Material shown:
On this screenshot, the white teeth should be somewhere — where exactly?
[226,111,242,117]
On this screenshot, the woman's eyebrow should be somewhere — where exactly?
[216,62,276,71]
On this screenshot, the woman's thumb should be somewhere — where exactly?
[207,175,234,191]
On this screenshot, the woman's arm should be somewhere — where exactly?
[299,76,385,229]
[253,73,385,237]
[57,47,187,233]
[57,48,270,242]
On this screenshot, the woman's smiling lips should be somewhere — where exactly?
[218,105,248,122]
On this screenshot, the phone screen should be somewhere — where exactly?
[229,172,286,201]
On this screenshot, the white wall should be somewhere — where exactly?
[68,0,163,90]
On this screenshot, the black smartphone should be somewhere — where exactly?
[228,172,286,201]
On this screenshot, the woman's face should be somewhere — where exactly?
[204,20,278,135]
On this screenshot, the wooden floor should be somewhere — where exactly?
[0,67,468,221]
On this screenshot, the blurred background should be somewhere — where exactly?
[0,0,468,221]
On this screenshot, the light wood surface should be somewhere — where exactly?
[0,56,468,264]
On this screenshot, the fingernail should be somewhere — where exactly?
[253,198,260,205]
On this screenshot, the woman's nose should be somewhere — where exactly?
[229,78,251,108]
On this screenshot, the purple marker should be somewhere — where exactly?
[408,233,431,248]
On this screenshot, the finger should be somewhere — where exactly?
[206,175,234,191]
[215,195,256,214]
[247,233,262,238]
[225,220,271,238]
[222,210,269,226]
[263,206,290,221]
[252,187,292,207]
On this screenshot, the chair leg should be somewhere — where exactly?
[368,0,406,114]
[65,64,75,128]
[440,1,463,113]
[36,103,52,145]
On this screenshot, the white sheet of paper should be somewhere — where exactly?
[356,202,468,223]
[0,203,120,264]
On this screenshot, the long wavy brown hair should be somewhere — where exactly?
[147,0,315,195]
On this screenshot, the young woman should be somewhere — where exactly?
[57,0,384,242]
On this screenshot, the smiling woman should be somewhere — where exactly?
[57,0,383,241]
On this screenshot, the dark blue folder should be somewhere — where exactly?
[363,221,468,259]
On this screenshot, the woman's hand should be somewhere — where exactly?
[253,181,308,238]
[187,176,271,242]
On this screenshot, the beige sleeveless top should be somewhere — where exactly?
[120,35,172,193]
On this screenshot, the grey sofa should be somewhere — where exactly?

Task prompt:
Rescale the stretch from the line containing "On this screenshot, the long" through the line containing "[363,221,468,259]". Write out every line again, the item text along with the answers, multiplying each coordinate in the answers by 1.55 and rounding it to a whole number with halves rounded up, and include nothing outside that stretch.

The result:
On this screenshot, the long wavy brown hair should be somewhere — where exactly?
[228,0,488,302]
On this screenshot, the young woman should be somewhere — where exactly?
[88,0,595,375]
On this screenshot, the smiling woman should be somewhere — where exactly?
[88,0,594,374]
On this screenshot, the dark blue folder should be somewhere — where exactly?
[563,343,725,401]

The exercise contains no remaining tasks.